Pedido 1: Quantas linhas dos registos contêm a palavra "distressed"? Responda apenas com o número.

Excerto da fonte:
DOIS navios adaptados para o transporte misto – passageiros e mercadorias - vão assegurar, a partir do próximo ano, a ligação entre os vários portos nacionais naquilo que constitui o primeiro passo para a retomada da cabotagem na costa moçambicana. Para a concretização deste projecto o Executivo já desembolsou cerca de seis milhões de euros na compra dos barcos agora em processo de fabricação no estrangeiro.
Apesar de ser banhado por uma longa extensão de costa (mais de 2 700 quilómetros) dotada de infra-estruturas portuárias, Moçambique não usa a cabotagem facto aliado a uma combinação de factores nomeadamente a rigidez da legislação marítima em vigor por um lado, e por outro, a paralisação das empresas vocacionadas, na sua maioria privatizadas pouco depois da guerra.
O Ministro dos Transportes e Comunicações, Paulo Zucula garantiu há dias o nosso jornal que, neste momento, existem muitas companhias estrangeiras interessadas em assegurar a cabotagem no país, no entanto, entende que o primeiro passo nesse sentido deverá ser dado pelo Estado por via da empresa Transmarítima, uma companhia já enraizada no transporte marítimo, em Moçambique.
Na segunda parte desta entrevista cujos excertos transcrevemos a seguir, o governante fala de um plano ambicioso que o Governo elaborou para a ligação em linha férrea, entre o sul e o norte de Moçambique para além do programa de transição do sistema analógico para o digital que no seu entender poderá ser um processo penoso para os moçambicanos: siga o texto.
NOTÍCIAS (NOT) – Moçambique possui mais de 2 700 quilómetros de costa, no entanto, nada ou quase nada é transportado por via marítima. Que planos existem neste sector?

Material do exercício:
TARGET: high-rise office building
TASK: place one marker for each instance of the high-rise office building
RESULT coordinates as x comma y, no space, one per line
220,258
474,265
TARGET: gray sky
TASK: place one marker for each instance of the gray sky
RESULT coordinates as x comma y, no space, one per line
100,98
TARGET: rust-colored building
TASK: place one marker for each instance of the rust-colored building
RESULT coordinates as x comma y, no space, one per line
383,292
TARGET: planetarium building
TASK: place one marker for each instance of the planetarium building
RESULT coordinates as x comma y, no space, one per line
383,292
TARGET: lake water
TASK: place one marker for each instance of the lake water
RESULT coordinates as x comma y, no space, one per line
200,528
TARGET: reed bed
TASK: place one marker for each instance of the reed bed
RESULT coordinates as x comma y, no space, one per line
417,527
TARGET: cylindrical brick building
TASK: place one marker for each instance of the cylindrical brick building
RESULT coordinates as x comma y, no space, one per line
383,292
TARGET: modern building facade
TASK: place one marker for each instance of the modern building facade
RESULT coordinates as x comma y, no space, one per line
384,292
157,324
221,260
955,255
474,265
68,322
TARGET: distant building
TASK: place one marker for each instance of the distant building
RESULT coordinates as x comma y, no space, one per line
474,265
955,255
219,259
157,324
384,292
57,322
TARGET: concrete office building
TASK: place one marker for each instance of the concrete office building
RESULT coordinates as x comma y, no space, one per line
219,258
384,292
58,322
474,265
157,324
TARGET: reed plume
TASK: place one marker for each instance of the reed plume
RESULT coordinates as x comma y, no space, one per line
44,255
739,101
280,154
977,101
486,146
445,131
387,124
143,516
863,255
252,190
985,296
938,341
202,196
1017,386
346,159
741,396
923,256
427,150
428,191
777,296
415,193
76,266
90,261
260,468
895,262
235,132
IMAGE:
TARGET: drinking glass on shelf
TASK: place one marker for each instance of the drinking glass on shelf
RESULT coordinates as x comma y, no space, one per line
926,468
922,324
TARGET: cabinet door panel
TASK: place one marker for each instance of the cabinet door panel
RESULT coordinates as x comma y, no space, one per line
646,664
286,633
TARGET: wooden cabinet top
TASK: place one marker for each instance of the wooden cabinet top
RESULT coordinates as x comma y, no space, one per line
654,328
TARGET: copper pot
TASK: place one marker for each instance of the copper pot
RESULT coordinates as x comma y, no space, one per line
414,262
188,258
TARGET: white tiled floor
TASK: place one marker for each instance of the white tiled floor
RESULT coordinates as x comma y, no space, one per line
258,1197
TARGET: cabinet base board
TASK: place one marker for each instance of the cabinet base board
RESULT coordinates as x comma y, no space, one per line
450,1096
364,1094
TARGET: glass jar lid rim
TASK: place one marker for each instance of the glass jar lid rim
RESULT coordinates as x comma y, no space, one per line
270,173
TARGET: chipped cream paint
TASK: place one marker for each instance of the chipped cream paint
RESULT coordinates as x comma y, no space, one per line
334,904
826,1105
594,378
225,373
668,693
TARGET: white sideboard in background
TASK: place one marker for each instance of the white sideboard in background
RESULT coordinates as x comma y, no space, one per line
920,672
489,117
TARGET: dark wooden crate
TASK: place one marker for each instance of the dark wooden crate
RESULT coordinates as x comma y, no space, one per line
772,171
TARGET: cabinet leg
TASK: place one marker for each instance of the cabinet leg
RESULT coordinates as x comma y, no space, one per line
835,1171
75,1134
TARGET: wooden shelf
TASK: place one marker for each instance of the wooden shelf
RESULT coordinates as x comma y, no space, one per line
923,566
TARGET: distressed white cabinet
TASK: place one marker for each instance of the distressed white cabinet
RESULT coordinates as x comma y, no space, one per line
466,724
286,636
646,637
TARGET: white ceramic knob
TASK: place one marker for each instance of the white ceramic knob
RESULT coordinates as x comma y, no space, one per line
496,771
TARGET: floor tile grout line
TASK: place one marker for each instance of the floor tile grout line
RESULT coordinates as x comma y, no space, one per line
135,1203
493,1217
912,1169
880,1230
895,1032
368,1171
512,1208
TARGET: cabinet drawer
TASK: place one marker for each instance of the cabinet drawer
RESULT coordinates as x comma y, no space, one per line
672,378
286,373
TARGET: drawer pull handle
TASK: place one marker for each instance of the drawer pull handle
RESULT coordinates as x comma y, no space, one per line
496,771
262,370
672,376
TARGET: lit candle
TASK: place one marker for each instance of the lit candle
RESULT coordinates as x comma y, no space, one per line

Pedido 2: Devolva, sem qualquer alteração, o trecho da notícia sobre a cabotagem em Moçambique que começa em "Apesar de ser" e vai até "depois da guerra.", incluindo estas palavras.

Resultado da tarefa 1: 2

Resultado da tarefa 2:
Apesar de ser banhado por uma longa extensão de costa (mais de 2 700 quilómetros) dotada de infra-estruturas portuárias, Moçambique não usa a cabotagem facto aliado a uma combinação de factores nomeadamente a rigidez da legislação marítima em vigor por um lado, e por outro, a paralisação das empresas vocacionadas, na sua maioria privatizadas pouco depois da guerra.